• **Required work**: Those lines of the records that contain "Where" are to be located and copied.
>>
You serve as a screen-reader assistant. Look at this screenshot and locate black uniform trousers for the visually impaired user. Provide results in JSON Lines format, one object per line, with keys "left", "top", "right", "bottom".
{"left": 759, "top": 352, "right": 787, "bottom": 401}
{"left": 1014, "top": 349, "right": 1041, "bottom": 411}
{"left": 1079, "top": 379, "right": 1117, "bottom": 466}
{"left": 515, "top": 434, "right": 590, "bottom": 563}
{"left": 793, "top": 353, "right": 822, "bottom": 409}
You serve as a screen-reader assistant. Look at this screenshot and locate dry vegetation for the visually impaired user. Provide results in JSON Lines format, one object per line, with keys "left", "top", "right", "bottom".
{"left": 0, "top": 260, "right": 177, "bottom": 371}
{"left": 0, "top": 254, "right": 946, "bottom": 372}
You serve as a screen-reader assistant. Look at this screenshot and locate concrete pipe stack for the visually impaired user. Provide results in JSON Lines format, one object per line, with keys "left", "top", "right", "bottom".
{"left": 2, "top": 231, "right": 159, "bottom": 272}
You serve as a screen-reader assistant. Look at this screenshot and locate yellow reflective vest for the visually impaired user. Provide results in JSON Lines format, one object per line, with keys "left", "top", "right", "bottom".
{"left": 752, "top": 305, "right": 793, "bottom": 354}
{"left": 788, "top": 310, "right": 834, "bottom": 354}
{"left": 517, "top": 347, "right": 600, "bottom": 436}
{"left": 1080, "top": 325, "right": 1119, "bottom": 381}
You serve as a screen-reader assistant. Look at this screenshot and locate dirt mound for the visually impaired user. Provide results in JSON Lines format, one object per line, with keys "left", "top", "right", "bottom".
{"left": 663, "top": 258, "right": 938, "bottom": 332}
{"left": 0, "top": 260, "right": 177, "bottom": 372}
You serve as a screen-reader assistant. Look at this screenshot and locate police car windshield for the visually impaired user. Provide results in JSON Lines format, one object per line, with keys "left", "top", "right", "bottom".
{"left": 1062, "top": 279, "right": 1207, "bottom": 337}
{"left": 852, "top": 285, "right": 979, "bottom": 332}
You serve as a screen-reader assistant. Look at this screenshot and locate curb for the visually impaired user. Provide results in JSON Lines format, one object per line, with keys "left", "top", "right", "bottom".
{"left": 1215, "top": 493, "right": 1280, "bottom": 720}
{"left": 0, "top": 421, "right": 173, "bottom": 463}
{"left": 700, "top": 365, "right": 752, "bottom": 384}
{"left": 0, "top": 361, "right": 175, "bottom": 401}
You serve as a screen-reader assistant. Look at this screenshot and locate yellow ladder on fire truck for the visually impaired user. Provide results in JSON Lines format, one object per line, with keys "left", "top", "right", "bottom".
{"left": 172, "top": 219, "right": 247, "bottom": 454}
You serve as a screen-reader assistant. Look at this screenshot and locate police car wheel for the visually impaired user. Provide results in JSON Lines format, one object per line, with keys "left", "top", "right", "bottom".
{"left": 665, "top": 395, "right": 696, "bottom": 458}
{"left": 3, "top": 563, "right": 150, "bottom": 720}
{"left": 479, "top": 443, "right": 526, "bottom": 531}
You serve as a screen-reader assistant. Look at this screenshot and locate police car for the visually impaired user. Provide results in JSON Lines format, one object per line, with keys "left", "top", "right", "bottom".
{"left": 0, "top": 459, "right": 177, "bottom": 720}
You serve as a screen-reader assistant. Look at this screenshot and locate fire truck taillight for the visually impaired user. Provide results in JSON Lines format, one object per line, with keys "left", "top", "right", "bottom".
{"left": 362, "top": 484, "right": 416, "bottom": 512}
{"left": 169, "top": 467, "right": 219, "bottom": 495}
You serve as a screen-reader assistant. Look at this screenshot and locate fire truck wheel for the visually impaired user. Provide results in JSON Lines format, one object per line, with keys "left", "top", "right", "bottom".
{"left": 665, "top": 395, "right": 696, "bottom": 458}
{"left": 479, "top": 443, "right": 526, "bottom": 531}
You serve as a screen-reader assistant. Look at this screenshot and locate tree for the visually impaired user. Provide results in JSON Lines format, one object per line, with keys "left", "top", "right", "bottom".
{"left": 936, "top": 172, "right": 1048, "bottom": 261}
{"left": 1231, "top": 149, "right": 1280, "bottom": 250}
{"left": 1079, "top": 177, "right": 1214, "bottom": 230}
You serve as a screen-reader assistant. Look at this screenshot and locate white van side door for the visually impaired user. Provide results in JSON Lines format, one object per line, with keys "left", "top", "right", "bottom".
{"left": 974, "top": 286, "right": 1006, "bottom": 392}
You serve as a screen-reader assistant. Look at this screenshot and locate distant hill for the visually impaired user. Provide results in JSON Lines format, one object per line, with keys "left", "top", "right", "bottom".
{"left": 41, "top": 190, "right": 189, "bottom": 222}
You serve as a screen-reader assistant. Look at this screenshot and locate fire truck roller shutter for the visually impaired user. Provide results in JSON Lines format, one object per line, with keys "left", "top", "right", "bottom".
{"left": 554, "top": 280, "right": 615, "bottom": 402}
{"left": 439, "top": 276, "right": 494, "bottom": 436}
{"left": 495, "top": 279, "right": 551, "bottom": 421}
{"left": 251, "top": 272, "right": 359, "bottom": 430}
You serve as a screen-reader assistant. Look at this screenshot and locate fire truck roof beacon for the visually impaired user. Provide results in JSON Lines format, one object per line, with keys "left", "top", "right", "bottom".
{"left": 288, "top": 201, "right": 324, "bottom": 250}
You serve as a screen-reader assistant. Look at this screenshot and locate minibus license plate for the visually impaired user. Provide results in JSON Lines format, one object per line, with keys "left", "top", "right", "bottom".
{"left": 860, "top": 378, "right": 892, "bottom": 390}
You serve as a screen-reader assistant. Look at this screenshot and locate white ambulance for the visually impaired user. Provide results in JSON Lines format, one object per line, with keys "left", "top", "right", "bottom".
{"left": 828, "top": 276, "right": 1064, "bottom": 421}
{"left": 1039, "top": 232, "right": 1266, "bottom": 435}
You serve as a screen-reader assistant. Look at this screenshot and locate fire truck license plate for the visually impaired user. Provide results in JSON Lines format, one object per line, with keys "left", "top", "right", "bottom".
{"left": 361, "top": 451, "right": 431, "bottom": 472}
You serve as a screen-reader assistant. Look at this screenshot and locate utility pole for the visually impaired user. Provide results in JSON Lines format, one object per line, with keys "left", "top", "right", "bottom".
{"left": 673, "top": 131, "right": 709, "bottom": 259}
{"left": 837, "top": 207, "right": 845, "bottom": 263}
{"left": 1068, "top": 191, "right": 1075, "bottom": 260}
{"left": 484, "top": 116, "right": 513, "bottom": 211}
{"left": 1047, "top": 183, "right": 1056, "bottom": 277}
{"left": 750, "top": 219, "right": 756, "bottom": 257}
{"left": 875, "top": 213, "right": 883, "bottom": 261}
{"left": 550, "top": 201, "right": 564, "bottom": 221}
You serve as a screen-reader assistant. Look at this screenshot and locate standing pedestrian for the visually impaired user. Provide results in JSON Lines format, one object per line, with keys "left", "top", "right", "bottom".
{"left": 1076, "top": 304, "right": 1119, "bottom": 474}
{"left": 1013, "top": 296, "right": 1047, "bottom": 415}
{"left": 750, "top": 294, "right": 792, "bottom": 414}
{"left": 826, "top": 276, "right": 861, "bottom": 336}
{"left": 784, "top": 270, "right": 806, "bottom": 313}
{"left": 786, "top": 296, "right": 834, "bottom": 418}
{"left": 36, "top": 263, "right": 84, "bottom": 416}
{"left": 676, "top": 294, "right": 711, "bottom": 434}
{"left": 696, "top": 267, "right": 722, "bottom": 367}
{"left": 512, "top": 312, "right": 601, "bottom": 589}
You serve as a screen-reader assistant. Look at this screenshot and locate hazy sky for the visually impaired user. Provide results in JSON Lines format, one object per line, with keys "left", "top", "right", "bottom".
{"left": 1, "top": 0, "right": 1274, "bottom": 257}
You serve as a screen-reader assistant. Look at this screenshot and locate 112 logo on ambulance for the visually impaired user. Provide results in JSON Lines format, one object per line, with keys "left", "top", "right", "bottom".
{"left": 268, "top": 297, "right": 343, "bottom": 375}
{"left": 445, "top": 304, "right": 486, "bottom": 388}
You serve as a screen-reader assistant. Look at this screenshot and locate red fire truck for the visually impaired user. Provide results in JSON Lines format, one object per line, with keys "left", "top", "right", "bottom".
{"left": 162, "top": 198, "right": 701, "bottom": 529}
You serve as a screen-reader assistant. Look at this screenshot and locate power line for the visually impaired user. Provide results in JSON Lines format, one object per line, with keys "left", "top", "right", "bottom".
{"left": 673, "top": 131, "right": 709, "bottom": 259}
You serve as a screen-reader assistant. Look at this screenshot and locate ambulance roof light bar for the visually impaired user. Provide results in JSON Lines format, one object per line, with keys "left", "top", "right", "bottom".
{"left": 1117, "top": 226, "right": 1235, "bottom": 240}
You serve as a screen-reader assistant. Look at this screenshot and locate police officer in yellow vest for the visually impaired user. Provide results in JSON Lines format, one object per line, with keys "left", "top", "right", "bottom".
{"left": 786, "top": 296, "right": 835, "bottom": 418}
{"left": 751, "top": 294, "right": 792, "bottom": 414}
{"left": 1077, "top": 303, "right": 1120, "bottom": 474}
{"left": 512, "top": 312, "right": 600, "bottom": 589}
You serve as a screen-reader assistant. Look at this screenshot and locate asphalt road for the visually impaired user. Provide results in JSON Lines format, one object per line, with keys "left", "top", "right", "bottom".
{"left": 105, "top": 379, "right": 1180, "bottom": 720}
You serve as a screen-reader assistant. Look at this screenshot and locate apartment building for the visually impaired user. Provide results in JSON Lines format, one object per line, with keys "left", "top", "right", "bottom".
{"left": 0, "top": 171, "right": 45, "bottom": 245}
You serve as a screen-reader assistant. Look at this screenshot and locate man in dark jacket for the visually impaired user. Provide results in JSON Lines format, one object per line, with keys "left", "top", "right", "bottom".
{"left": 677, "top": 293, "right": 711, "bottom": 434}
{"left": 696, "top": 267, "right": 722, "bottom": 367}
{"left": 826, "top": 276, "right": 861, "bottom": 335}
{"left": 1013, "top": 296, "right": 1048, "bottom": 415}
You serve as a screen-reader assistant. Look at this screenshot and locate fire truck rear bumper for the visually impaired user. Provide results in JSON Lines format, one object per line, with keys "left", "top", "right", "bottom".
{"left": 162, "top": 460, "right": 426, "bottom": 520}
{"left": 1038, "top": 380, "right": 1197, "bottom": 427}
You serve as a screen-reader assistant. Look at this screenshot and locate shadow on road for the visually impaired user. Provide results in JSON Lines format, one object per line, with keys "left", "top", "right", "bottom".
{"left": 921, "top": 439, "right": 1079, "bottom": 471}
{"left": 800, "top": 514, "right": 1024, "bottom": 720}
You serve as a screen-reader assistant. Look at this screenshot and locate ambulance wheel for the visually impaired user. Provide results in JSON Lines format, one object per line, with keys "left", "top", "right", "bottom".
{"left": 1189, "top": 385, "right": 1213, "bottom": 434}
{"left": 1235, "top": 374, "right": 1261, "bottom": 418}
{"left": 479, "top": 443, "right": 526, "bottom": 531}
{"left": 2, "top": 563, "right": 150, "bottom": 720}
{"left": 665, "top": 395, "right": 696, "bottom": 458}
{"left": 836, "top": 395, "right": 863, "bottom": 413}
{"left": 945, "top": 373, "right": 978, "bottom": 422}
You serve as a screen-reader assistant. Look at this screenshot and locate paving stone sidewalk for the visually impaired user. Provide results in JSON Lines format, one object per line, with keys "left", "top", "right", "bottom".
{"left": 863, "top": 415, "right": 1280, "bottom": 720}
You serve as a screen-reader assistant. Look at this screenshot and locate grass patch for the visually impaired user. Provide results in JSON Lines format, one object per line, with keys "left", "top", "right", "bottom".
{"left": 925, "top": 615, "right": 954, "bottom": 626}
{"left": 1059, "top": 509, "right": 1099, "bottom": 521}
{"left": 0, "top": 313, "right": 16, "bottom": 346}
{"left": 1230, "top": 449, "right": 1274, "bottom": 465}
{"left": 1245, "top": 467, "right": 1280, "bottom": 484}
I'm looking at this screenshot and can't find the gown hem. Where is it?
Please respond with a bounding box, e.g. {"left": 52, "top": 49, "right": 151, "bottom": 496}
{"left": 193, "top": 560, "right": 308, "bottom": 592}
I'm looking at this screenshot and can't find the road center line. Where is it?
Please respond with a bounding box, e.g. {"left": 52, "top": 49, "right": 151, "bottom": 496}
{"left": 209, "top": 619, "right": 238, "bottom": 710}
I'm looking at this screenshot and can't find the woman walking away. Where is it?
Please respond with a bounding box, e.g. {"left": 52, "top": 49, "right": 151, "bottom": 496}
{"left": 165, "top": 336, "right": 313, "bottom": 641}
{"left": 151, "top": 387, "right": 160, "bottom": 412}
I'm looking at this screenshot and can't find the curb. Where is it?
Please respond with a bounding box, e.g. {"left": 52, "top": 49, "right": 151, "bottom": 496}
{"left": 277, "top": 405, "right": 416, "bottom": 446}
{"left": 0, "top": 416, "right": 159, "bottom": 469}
<<
• **Written response**:
I'm looking at this screenshot and can't find the gown hem. Where is it?
I'm looking at this screenshot and can't find the road center line. Where is it?
I'm looking at this screenshot and can't find the woman walking away. Where is it?
I'm looking at this screenshot and can't find the curb. Where is it?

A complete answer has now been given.